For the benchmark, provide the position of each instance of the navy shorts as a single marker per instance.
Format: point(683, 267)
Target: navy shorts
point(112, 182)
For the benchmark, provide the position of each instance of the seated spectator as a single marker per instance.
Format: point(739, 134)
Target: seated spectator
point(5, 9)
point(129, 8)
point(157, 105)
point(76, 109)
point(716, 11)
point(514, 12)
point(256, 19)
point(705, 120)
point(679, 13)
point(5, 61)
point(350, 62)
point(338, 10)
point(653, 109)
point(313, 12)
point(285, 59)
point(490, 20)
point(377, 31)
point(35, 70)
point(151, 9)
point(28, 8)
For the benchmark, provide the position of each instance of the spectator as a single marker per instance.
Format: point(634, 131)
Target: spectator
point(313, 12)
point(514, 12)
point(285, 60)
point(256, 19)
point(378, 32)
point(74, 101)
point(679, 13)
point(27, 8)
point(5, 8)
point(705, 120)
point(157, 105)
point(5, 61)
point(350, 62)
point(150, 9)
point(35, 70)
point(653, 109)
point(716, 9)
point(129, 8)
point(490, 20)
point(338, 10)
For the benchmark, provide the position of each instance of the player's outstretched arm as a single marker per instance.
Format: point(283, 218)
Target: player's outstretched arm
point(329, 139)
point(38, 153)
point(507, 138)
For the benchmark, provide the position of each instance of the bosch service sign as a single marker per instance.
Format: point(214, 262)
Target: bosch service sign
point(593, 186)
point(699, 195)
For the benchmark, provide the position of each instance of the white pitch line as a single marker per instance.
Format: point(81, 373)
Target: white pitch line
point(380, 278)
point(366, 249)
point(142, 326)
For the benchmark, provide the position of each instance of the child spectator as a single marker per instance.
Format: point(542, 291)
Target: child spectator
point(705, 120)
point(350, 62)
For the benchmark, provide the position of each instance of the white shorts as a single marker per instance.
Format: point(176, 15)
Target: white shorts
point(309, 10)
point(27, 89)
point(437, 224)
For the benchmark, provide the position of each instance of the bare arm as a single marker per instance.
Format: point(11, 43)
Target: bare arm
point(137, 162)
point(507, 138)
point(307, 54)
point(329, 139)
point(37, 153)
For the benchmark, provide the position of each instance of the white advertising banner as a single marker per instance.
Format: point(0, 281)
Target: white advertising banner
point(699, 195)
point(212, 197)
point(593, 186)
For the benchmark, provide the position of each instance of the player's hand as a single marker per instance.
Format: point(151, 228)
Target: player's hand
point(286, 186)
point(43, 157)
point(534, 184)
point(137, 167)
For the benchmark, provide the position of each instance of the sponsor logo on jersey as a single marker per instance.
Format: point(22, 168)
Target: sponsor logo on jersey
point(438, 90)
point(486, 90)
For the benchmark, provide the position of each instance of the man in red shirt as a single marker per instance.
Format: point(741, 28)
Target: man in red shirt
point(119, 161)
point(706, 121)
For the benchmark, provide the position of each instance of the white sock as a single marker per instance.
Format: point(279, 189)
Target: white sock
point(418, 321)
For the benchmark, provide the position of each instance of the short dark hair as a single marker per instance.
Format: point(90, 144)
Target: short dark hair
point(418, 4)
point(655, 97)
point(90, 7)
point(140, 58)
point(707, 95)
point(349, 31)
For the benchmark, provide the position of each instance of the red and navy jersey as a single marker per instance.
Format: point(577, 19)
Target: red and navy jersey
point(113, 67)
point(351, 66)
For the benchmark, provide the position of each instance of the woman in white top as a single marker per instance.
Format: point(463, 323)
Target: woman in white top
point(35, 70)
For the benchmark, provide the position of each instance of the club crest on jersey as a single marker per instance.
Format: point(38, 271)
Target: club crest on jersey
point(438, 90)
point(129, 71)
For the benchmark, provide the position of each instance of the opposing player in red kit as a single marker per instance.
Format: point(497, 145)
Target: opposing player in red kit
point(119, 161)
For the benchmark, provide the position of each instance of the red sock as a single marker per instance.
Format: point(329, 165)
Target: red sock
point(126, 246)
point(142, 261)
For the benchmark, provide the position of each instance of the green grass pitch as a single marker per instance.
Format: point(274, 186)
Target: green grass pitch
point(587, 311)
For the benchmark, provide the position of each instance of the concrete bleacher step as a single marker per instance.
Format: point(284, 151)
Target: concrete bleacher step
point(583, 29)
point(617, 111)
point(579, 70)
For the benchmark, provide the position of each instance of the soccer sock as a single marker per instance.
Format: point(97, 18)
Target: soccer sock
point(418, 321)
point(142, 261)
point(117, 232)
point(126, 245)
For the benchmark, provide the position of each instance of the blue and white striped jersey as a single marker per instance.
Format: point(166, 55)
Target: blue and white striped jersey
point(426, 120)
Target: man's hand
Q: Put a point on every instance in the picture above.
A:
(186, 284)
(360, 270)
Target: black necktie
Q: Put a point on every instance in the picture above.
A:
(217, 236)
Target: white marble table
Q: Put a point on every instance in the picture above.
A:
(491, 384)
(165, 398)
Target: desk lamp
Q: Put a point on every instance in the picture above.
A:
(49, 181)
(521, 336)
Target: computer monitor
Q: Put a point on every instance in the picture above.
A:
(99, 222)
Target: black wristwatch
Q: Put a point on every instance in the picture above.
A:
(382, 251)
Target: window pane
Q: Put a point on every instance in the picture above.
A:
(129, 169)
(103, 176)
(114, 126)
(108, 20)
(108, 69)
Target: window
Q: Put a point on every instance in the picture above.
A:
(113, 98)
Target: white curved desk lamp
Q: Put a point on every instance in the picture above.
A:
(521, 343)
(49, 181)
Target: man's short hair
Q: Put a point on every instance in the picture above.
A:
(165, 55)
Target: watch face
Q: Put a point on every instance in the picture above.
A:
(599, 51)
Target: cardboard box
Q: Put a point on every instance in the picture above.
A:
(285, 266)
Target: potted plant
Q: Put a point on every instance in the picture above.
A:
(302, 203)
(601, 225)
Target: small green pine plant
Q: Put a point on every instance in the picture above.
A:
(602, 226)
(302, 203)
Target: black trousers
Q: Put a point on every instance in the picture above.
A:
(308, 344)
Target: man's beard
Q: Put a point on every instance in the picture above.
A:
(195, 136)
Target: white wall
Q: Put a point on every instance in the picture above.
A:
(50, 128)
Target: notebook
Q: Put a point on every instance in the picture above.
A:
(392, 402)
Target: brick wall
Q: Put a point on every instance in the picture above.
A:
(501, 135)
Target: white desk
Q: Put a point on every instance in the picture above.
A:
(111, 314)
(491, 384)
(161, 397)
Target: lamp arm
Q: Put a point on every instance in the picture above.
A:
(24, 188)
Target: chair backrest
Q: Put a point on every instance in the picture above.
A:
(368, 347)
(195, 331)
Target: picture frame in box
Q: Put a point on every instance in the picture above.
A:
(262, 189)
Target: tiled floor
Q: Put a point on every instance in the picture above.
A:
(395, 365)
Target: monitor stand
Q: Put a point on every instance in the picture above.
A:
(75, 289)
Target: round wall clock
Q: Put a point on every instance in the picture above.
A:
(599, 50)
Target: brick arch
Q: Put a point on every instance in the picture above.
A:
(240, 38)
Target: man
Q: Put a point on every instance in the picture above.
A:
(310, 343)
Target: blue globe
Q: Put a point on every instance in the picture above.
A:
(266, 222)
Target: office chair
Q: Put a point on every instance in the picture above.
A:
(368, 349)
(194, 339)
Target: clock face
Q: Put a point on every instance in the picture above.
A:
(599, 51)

→ WHAT IS NEEDED
Arrange the part of the data above that opens with the line containing "red sock as a single marker per instance." and closes with the line containing "point(579, 70)", both included, as a JSON list of strings with one string per line and no blank lines.

→ EXERCISE OUTPUT
[
  "For the benchmark, provide the position of each instance of the red sock as a single marker per instance.",
  "Format: point(329, 165)",
  "Target: red sock",
  "point(126, 246)",
  "point(142, 261)",
  "For the benchmark, provide the position of each instance of the green grass pitch as a single marker per instance.",
  "Format: point(274, 186)",
  "Target: green grass pitch",
  "point(587, 311)",
  "For the benchmark, provide the position of each instance of the concrete bleacher step as a single marker per instance.",
  "Format: point(284, 151)",
  "Target: concrete bleacher step",
  "point(583, 29)",
  "point(617, 111)",
  "point(579, 70)"
]